--- Exercise aim ---
A single number is the required answer: the count of lines in the listing below that hold the string "chimney".

--- Extracted data ---
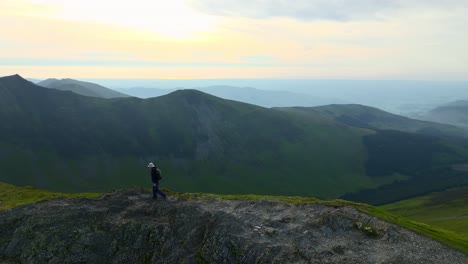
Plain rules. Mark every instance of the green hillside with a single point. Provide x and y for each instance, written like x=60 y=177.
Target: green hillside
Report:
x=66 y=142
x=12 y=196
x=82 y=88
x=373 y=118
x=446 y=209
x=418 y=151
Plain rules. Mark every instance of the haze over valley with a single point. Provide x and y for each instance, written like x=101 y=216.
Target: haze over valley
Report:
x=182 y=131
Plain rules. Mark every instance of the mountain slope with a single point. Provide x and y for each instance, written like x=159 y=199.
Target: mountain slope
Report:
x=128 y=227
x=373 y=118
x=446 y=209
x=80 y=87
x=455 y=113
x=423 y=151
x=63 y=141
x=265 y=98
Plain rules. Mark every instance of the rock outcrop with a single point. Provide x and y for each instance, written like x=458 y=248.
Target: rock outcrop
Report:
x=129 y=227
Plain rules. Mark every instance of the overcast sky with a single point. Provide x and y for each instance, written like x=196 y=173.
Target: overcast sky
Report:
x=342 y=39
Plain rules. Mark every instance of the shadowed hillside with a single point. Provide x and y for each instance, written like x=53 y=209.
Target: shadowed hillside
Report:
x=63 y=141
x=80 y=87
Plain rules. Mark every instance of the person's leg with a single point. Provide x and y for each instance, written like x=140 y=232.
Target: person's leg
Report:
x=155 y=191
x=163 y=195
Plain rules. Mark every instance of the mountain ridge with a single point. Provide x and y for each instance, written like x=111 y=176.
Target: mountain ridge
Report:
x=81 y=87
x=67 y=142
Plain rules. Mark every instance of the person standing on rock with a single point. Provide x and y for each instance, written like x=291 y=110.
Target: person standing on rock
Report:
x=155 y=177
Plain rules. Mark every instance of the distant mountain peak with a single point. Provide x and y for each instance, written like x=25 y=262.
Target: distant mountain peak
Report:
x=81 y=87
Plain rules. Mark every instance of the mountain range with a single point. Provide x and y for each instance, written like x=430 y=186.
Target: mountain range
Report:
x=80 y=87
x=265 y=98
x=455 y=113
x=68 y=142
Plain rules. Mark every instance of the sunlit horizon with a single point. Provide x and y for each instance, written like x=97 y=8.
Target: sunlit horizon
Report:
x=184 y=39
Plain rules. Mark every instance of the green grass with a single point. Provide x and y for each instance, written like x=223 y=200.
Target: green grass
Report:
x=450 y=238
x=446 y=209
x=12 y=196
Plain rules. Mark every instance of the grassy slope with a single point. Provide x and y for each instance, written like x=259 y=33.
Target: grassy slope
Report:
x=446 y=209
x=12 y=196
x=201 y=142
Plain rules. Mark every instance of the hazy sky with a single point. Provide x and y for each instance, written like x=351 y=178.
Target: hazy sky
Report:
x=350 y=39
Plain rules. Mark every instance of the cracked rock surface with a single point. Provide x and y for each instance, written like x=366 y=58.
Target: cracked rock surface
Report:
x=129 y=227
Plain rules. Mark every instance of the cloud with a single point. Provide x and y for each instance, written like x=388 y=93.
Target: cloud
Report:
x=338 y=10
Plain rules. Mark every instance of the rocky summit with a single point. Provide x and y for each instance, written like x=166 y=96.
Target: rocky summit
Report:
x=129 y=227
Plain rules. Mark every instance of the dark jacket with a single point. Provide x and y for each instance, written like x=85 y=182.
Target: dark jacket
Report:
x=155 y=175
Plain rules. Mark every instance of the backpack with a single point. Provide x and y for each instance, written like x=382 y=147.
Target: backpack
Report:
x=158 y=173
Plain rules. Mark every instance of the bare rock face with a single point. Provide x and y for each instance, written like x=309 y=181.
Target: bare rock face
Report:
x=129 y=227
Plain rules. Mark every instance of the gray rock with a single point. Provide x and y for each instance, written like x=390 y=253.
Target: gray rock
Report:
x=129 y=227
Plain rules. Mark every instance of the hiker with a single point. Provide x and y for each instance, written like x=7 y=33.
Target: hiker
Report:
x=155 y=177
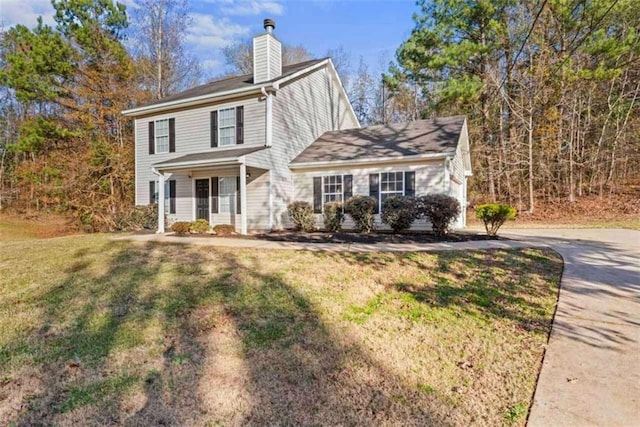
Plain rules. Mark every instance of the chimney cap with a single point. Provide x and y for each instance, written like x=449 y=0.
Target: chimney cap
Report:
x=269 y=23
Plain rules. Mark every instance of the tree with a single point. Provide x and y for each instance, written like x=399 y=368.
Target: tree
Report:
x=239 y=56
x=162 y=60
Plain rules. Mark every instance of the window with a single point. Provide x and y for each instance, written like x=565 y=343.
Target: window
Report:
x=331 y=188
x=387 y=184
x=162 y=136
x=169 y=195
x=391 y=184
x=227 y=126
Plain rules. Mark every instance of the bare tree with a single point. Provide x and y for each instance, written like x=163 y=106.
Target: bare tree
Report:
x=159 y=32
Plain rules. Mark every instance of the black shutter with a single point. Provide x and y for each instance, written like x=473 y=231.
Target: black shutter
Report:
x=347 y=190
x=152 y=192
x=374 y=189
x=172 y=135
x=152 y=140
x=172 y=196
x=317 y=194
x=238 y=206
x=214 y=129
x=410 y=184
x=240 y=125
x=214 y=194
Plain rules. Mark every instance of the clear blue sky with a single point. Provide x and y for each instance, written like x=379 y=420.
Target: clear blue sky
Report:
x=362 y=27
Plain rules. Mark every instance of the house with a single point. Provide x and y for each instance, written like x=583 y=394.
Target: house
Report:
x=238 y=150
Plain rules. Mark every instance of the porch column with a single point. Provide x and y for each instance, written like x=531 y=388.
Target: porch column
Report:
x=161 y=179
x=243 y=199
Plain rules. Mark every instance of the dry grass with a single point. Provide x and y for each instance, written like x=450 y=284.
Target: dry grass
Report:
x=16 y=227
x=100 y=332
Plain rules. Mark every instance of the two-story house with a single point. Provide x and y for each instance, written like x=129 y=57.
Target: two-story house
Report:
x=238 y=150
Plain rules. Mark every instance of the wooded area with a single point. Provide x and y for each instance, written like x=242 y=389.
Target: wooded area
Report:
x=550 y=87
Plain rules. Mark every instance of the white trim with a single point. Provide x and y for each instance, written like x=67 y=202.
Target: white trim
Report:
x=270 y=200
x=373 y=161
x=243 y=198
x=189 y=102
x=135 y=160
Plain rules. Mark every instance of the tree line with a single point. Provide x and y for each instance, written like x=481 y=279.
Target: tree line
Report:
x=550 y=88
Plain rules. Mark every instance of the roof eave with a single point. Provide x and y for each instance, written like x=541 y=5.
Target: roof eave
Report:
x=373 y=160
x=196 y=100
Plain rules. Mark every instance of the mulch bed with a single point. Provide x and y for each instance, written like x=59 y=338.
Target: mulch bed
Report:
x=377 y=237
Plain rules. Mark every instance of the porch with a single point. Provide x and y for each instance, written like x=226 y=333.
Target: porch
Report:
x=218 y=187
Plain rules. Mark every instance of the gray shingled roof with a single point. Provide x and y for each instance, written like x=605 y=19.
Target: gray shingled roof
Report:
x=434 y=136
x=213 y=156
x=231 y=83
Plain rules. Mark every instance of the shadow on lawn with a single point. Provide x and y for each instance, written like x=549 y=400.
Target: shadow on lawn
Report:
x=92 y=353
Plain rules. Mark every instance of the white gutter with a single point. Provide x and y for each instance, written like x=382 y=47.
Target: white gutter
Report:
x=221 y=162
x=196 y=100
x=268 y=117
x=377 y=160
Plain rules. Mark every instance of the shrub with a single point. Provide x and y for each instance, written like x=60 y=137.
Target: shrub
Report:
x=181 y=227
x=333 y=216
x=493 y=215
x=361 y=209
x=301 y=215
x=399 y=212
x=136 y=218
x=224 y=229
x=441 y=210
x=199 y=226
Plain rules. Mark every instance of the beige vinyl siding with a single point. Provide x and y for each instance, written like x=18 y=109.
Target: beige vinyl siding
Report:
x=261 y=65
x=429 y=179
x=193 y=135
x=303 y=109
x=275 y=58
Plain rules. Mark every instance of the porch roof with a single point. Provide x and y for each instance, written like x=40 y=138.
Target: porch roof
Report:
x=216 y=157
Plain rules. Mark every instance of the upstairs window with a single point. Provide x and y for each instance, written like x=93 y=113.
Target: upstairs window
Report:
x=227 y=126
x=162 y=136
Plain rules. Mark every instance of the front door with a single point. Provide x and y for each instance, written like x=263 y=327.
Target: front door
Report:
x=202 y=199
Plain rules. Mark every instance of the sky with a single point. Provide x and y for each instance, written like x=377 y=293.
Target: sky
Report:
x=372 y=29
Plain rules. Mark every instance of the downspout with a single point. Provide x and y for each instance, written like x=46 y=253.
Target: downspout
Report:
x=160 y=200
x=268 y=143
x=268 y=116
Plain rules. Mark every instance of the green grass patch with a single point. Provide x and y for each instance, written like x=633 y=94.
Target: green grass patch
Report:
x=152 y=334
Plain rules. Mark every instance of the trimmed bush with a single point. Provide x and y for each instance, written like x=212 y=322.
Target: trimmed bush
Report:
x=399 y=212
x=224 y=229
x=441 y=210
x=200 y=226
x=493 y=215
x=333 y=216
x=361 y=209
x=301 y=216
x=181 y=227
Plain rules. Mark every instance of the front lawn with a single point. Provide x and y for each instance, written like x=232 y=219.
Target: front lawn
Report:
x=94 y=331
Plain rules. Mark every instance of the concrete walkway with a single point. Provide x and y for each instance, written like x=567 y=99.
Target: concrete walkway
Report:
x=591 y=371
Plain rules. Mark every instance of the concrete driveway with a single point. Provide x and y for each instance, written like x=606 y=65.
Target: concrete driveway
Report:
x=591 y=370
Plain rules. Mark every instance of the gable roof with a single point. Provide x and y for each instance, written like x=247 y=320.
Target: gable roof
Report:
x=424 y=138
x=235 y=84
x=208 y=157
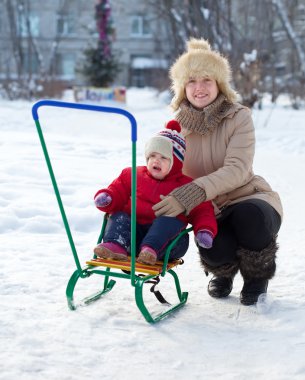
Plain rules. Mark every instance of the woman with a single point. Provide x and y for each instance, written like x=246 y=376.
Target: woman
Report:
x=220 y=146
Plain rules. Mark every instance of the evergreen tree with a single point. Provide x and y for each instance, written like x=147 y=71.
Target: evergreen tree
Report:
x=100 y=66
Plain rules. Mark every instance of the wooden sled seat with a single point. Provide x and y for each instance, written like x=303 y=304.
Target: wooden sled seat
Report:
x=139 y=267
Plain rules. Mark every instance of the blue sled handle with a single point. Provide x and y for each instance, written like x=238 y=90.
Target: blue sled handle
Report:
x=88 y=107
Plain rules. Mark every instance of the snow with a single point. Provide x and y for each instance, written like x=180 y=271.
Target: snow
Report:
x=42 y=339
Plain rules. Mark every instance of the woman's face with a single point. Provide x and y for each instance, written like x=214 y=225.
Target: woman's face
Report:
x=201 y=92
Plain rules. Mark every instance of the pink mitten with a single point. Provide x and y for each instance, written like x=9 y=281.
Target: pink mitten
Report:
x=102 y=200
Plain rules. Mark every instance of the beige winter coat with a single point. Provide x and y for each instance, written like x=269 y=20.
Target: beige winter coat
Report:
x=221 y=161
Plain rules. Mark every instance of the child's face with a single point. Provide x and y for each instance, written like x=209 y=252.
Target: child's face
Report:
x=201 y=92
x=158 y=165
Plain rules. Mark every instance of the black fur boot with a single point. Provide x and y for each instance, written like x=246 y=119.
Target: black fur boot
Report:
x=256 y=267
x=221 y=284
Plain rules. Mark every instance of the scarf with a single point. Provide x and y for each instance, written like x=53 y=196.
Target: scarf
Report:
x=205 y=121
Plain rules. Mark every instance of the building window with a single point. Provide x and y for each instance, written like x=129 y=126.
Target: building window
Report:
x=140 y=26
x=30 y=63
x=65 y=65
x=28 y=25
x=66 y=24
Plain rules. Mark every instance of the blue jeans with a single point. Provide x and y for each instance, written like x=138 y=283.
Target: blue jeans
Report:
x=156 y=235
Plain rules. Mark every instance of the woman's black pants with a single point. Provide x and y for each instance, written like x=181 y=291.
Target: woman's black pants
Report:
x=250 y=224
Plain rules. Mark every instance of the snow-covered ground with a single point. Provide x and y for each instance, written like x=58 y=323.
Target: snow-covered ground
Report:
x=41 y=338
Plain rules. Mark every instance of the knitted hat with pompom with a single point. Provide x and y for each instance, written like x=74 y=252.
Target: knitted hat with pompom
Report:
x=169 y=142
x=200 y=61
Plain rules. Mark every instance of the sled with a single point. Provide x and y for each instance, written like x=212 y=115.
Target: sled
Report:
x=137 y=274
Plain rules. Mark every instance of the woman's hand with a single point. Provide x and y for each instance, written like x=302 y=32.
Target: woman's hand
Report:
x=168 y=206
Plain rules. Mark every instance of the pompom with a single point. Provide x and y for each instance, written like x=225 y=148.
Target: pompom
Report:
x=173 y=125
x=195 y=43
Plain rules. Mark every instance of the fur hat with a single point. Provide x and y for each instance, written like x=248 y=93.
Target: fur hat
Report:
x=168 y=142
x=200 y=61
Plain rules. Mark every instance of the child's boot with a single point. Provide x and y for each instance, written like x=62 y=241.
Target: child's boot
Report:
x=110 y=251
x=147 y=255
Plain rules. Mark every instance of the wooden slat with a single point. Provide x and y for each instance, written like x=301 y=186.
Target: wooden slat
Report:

--- Solution for this problem ---
2